Stored entries:
****************

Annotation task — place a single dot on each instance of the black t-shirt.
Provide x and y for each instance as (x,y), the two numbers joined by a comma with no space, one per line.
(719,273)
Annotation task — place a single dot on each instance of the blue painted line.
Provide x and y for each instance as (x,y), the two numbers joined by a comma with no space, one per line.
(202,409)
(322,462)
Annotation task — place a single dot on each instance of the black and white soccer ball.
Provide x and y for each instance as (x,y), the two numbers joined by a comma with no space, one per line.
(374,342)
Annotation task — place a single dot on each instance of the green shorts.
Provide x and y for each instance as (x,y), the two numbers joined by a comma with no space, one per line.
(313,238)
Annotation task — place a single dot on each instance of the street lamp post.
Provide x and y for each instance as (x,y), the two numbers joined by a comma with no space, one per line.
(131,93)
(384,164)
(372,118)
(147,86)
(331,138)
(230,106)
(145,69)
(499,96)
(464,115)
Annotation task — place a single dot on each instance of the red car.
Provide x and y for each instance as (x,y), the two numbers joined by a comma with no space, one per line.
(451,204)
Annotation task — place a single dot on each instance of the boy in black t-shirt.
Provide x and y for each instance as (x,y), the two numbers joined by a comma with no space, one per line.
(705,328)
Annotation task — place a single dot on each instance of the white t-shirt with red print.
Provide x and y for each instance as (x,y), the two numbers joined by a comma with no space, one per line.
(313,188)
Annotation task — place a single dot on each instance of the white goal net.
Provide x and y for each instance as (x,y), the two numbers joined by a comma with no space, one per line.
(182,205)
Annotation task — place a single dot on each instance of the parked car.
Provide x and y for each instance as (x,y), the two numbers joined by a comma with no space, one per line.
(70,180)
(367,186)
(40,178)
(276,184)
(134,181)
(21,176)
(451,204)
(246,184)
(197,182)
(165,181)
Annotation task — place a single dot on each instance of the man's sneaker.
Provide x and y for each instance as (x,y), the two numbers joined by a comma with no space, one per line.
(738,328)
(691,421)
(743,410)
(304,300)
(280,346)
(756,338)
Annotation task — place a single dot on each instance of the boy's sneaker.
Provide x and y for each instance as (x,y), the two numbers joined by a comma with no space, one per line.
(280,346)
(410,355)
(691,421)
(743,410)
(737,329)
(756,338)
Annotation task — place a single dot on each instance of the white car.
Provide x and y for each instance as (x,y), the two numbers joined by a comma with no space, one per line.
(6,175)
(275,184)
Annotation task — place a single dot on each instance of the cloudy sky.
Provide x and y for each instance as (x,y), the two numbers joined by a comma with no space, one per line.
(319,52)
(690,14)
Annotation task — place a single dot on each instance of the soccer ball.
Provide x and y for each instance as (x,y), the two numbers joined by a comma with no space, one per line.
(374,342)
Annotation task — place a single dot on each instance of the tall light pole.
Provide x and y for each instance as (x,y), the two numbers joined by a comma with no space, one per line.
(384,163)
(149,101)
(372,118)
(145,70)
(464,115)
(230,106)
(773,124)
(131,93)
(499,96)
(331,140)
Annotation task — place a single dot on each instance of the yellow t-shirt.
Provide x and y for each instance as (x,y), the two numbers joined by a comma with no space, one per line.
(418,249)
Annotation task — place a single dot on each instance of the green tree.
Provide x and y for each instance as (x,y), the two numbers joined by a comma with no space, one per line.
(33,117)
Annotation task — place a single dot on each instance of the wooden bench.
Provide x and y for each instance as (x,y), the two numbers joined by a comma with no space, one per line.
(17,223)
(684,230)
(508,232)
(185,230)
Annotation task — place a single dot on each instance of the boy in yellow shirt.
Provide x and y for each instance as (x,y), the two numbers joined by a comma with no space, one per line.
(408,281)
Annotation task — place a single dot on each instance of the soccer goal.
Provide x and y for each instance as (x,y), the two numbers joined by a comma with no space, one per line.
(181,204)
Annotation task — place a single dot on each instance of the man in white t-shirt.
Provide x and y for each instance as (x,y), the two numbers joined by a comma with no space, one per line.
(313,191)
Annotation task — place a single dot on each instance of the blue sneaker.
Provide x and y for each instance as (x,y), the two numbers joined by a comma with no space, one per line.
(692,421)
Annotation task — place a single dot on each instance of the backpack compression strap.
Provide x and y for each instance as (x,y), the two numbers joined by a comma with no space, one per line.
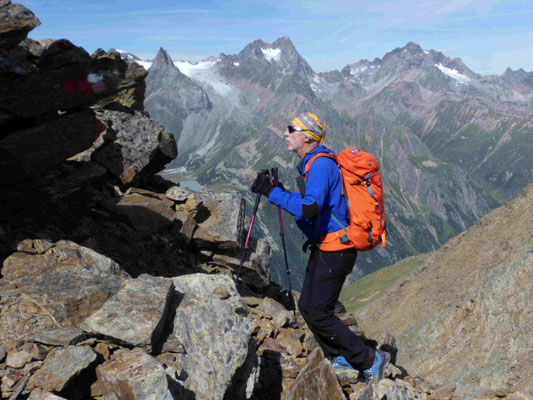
(343,239)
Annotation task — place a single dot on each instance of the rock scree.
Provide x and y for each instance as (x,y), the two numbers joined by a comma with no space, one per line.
(116,283)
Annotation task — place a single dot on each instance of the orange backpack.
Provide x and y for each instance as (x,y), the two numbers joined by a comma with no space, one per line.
(363,191)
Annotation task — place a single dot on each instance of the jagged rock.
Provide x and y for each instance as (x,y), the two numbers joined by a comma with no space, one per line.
(220,220)
(136,314)
(61,53)
(39,352)
(61,366)
(271,345)
(133,375)
(46,291)
(34,246)
(78,82)
(140,144)
(255,271)
(15,23)
(36,47)
(10,380)
(316,381)
(58,337)
(271,309)
(177,193)
(131,97)
(18,359)
(391,390)
(148,212)
(215,333)
(38,148)
(39,394)
(291,341)
(521,395)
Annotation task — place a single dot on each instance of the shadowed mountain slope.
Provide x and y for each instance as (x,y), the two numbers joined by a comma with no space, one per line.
(463,313)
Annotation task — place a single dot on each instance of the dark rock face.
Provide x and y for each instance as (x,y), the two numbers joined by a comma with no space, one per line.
(145,269)
(15,23)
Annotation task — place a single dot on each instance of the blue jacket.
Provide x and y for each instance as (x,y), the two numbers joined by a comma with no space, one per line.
(324,186)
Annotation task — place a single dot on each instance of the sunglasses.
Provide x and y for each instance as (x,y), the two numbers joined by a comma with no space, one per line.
(292,129)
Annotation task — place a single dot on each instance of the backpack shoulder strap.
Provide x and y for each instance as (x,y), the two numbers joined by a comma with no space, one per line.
(313,158)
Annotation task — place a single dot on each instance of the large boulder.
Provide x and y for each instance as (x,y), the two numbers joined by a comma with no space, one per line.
(15,23)
(316,381)
(61,366)
(140,144)
(212,326)
(31,151)
(42,288)
(64,77)
(147,212)
(134,375)
(220,219)
(136,315)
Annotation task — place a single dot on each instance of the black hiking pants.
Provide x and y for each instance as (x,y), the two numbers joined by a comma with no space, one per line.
(324,277)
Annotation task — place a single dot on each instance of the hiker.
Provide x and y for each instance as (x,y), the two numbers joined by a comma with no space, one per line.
(330,260)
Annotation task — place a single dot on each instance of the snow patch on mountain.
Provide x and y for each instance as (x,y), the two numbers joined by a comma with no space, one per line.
(204,72)
(453,73)
(358,70)
(145,64)
(272,54)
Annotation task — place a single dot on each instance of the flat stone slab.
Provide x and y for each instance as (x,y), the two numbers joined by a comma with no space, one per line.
(61,366)
(39,394)
(136,314)
(58,337)
(212,325)
(45,290)
(148,212)
(316,381)
(220,220)
(133,375)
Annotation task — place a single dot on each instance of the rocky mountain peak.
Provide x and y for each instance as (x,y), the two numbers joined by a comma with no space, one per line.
(124,54)
(520,75)
(281,54)
(162,59)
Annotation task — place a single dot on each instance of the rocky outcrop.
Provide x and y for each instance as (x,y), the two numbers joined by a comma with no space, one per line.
(135,316)
(40,290)
(122,285)
(70,123)
(211,324)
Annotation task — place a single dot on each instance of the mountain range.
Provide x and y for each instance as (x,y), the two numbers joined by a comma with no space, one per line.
(452,144)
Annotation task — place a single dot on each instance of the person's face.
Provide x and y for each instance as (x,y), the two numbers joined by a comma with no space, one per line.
(294,140)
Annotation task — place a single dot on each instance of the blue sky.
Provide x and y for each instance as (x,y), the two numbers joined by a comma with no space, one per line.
(488,35)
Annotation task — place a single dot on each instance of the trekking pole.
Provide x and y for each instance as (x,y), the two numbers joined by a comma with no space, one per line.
(274,177)
(248,235)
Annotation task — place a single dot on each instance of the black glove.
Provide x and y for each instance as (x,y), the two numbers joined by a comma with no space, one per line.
(277,183)
(262,184)
(275,179)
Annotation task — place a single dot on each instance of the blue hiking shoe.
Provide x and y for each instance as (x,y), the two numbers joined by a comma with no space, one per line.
(378,368)
(340,362)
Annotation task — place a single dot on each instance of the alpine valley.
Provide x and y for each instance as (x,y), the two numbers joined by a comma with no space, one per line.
(452,144)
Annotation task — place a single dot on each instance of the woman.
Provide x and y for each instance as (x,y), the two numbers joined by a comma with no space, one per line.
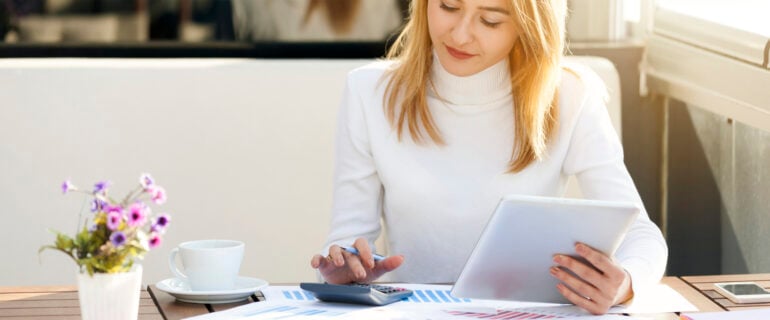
(473,104)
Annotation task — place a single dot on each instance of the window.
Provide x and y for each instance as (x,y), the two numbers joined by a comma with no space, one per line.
(713,54)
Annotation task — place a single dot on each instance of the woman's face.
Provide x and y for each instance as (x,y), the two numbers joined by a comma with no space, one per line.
(471,35)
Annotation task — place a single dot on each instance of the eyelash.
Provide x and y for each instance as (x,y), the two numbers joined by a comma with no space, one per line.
(447,8)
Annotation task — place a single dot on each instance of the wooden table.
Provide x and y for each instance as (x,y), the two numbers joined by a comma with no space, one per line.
(173,310)
(59,302)
(705,284)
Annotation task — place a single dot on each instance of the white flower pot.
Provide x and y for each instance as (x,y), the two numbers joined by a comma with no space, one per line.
(110,295)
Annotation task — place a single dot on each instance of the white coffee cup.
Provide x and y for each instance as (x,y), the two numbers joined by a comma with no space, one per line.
(209,265)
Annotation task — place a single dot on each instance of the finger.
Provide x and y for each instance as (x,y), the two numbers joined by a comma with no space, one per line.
(357,270)
(583,302)
(315,262)
(585,272)
(599,260)
(364,252)
(389,264)
(335,256)
(577,285)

****************

*PROBLEM STATEMENT:* Extract the lines above from the one containing "of the eyelash." to the last line, both included, exactly as written.

*ANSWER BELOW:*
Annotation task — place a single dot on each instance of the eyelash.
Provide x and y for each instance as (x,y), the two numbers joined by a comma with no space, one per line.
(447,8)
Annotation task — place a single dot on each instance of the wooden table.
Provide x and y for each instance as (x,y), the two numbers joined by a comma with no space, one per line.
(173,310)
(59,302)
(705,284)
Annotation task — place a single dot on each instance of the white flower pot.
Provide x and y for each instance as (x,y), the two numbers joined by a comma with no space, one per line.
(110,295)
Annotation task — place a single dot on each instance of the white coffee cup.
Provide x and y for each instance as (x,y), the two numbers joined by a comma with no space, one per line.
(209,265)
Annotation task — place a single dot on each instance of the finger.
Provide x and y for each instance as (x,y), the two numbers joined by a comma with no space, one per line.
(357,270)
(583,302)
(315,262)
(585,272)
(599,260)
(364,252)
(389,264)
(335,256)
(577,285)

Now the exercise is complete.